## begin Source text
I had tanks too, a couple of planted mostly for shrimps from 180 to 250 litres, then reefs from 180 to 250 litres... 
Eventually I gave up the reef tanks, the heavy maintenance, the astronomical electricity bills from running MH lights and the pain of finding someone qualified to look after it every time you get away for a week or more... just too much...
Thanks for visiting my thread.
Take care.


My Journal
http://www.dendroboard.com/forum/showthread.php?t=331233


----------



## Calivet (Aug 12, 2013)

herbivrus said:


> Like other US backers, I still don”t have my units, but I do have two large vivaria (one is 4’L x 2’h x 2’d, the other 4’L x 4’h x 2’d) which both use a substrate of just Long-fiber sphagnum moss over filter foam, dressed with leaf litter on top, and my plants not only do well, but need regular trimming. I was skeptical — I worked with Justin Yeager of Planted Glass Boxes on these — but it seems to work just fine, for over a year now. You can check out Justin’s own work on his Facebook page (https://www.facebook.com/plantedglassboxes/), and he does his other large vivaria the same way. Although *I was assured that ABG can be used in the Biopods when I asked the question of Biopod directly*, I think I’ll set mine up with sphagnum and leaf litter alone first to see how they do. I have the same concern you do about waterlogged ABG, whereas the sphagnum drains pretty readily...


Interesting. Their technical support page recommends coconut husk or sphagnum, and explicitly states you should NOT use soil. Why am I not surprised that the left hand isn't talking to the right hand. 

https://www.biopod.com/support/technical-guides/


----------



## herbivrus (May 28, 2014)

Calivet said:


> Interesting. Their technical support page recommends coconut husk or sphagnum, and explicitly states you should NOT use soil. Why am I not surprised that the left hand isn't talking to the right hand.
> 
> https://www.biopod.com/support/technical-guides/


Hmm. Sheesh. I wonder if it makes a difference whether setting up the Aqua as a paludarium vs. terrestrial setup. I did ask the question in regards to setting up the Aqua as a terrestrial setup, specifically for darts — i.e., no water area or use of the “island” for the land area. I asked because it looked like they were using gravel as substrate in all their setups; they said they only used the gravel around the edges, to hide the substrate because it looks nicer, and that for a terrestrial setup using ABG was fine, and was basically what they used. I wonder if using sphagnum only is the advice for doing a paludarium setup, to keep the soil from staining the water or fouling the pump. I can't see how using ABG in a terrestrial setting would be problematic. (My assumption here is that in the terrestrial set up, one would only be using the misters, and not the drip wall in the back, to maintain humidity and provide water for plants. I am not at all certain that my assumption is correct!)
## end Source text
▶ _Prompt_
Answer these about the forum thread above:
(a) What reasons are given for giving up the reef tanks?
(b) What are the sizes of the two large vivaria that herbivrus describes?
(c) According to Calivet, what does the Biopod technical support page recommend as substrate, and what does it say not to use?
## begin Information shown
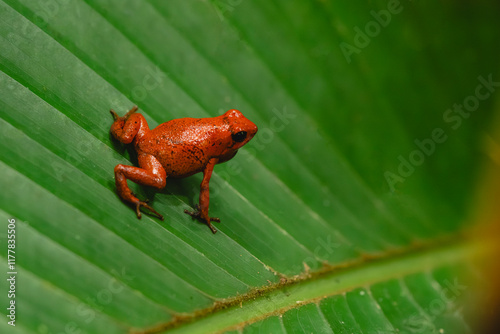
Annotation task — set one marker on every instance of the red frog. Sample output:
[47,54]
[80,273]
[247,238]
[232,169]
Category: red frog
[178,148]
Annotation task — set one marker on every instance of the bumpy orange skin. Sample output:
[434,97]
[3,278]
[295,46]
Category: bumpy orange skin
[178,148]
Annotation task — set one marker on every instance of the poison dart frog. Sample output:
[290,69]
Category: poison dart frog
## end Information shown
▶ _Complete answer_
(a) The heavy maintenance, the very high electricity bills from running MH lights, and the trouble of finding someone qualified to look after the tanks whenever the owner went away for a week or more.
(b) One is 4'L x 2'h x 2'd, and the other is 4'L x 4'h x 2'd.
(c) It recommends coconut husk or sphagnum and states plainly that soil should not be used.